Transcribe the records below. Leave every word as it is.

◇ ◇ ◇ ◇

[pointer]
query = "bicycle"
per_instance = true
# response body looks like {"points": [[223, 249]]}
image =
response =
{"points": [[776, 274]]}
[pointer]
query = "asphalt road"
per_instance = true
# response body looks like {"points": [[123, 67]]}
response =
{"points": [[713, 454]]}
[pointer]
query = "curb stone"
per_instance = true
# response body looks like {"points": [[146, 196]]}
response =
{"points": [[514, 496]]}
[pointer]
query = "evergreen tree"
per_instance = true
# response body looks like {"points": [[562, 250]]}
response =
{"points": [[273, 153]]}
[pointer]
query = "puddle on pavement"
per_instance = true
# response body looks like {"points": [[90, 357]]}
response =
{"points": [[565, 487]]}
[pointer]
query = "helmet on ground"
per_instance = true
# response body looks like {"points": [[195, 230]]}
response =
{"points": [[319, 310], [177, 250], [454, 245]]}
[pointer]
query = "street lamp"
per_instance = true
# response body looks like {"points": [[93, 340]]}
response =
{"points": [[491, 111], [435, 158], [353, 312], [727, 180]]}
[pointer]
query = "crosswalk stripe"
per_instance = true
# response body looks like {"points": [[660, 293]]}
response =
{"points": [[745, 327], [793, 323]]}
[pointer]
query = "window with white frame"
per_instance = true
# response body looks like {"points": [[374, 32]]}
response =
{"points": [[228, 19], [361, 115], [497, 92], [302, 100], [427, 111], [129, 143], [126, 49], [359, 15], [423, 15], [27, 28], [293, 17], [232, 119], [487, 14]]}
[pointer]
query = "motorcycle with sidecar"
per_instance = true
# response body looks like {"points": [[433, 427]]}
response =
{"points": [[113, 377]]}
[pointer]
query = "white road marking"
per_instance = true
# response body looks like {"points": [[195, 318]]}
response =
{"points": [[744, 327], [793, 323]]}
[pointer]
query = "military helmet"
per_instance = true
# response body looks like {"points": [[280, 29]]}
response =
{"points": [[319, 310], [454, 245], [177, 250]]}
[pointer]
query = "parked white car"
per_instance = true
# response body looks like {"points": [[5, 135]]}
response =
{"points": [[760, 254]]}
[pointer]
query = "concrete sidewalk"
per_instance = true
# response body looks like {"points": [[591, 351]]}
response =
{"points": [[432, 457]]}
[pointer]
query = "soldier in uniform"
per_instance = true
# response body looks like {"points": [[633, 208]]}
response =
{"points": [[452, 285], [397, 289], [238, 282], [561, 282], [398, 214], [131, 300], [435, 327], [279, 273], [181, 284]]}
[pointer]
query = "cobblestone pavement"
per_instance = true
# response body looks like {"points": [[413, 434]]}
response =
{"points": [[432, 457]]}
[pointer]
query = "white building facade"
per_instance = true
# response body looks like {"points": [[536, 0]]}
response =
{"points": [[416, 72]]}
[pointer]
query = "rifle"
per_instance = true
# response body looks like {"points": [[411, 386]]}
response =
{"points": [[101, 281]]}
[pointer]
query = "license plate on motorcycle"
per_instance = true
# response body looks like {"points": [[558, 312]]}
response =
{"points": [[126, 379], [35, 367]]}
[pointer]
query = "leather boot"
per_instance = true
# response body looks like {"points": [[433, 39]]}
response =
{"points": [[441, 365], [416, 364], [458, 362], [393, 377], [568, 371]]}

◇ ◇ ◇ ◇

**Reply:**
[pointer]
query = "bicycle"
per_instance = true
# response body looks like {"points": [[223, 249]]}
image =
response =
{"points": [[776, 274]]}
[pointer]
query = "asphalt road"
per_instance = true
# response body looks like {"points": [[123, 67]]}
response =
{"points": [[713, 454]]}
[pointer]
query = "curb stone"
per_instance = true
# response body looks like {"points": [[146, 196]]}
response =
{"points": [[514, 496]]}
[pointer]
query = "evergreen tree"
per_instance = true
# response body looks like {"points": [[562, 250]]}
response =
{"points": [[273, 153]]}
[pointer]
query = "puddle on pavement"
per_instance = true
# response body looks like {"points": [[90, 357]]}
response =
{"points": [[565, 487]]}
[pointer]
query = "helmet on ground"
per_instance = true
# response body looks like {"points": [[195, 230]]}
response =
{"points": [[319, 310], [177, 250], [454, 245]]}
[pointer]
query = "street lamp"
per_instance = true
# response body looks like {"points": [[93, 340]]}
response =
{"points": [[491, 111], [435, 158], [353, 312], [727, 180]]}
[pointer]
query = "crosswalk stripe"
per_instance = true
# response body looks like {"points": [[660, 293]]}
response =
{"points": [[745, 327], [793, 323]]}
[pointer]
query = "window with white frame"
per_instance = true
# response body looks like {"points": [[374, 32]]}
response =
{"points": [[228, 19], [361, 115], [497, 92], [302, 100], [427, 111], [129, 143], [126, 49], [359, 15], [423, 15], [27, 28], [293, 17], [232, 119], [487, 14]]}
[pointer]
query = "motorcycle with sidecar"
per_instance = true
# response body looks like {"points": [[433, 427]]}
response =
{"points": [[113, 377]]}
[pointer]
query = "white road marking"
per_instance = true
# response body looks like {"points": [[195, 318]]}
response =
{"points": [[744, 327], [793, 323]]}
[pointer]
query = "military helmet"
per_instance = true
# response body looks like {"points": [[280, 29]]}
response =
{"points": [[319, 310], [454, 245], [177, 250]]}
[pointer]
query = "parked white car"
per_instance = true
# response body looks like {"points": [[5, 135]]}
response =
{"points": [[760, 254]]}
[pointer]
query = "concrete sidewalk"
per_instance = true
# response body looks like {"points": [[591, 351]]}
response =
{"points": [[432, 457]]}
[pointer]
query = "soldier in uniform"
per_instance = true
# response body looks like {"points": [[633, 208]]}
response =
{"points": [[452, 285], [397, 289], [238, 282], [561, 282], [398, 214], [131, 300], [435, 327], [279, 273], [181, 284]]}
[pointer]
query = "cobblestone pavement"
per_instance = true
# response body looks like {"points": [[413, 434]]}
response =
{"points": [[432, 457]]}
[pointer]
query = "white building facade"
per_instance = true
# response body looks like {"points": [[536, 0]]}
response =
{"points": [[416, 72]]}
[pointer]
query = "rifle"
per_instance = true
# response body looks like {"points": [[411, 386]]}
response =
{"points": [[101, 281]]}
[pointer]
query = "license plate on motorcycle"
per_instance = true
# response body looks like {"points": [[558, 312]]}
response =
{"points": [[126, 379], [35, 367]]}
[pointer]
query = "leather boot"
per_instance = true
# response body looks like {"points": [[433, 39]]}
response =
{"points": [[441, 365], [416, 364], [458, 362], [393, 377], [568, 371]]}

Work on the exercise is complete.